TASK TO COMPLETE>
Without including any image, repeat every record exactly.

*** Begin section ***

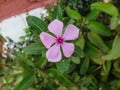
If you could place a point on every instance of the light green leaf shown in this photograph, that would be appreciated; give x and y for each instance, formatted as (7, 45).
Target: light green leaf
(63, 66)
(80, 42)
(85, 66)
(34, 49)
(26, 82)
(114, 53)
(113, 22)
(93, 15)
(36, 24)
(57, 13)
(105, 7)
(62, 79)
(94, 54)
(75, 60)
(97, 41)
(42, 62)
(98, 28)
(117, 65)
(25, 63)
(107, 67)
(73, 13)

*** End section ***

TASK ANSWER>
If you could place a point on every instance of the light green leaf shown in this photograph, that would be appreciated; give x and y for each instance, formatted as (7, 45).
Target: light green leaf
(63, 66)
(80, 42)
(85, 66)
(34, 49)
(26, 82)
(114, 53)
(113, 22)
(93, 15)
(36, 24)
(57, 13)
(105, 7)
(62, 79)
(94, 54)
(75, 60)
(97, 41)
(42, 62)
(98, 28)
(117, 65)
(25, 63)
(107, 67)
(73, 13)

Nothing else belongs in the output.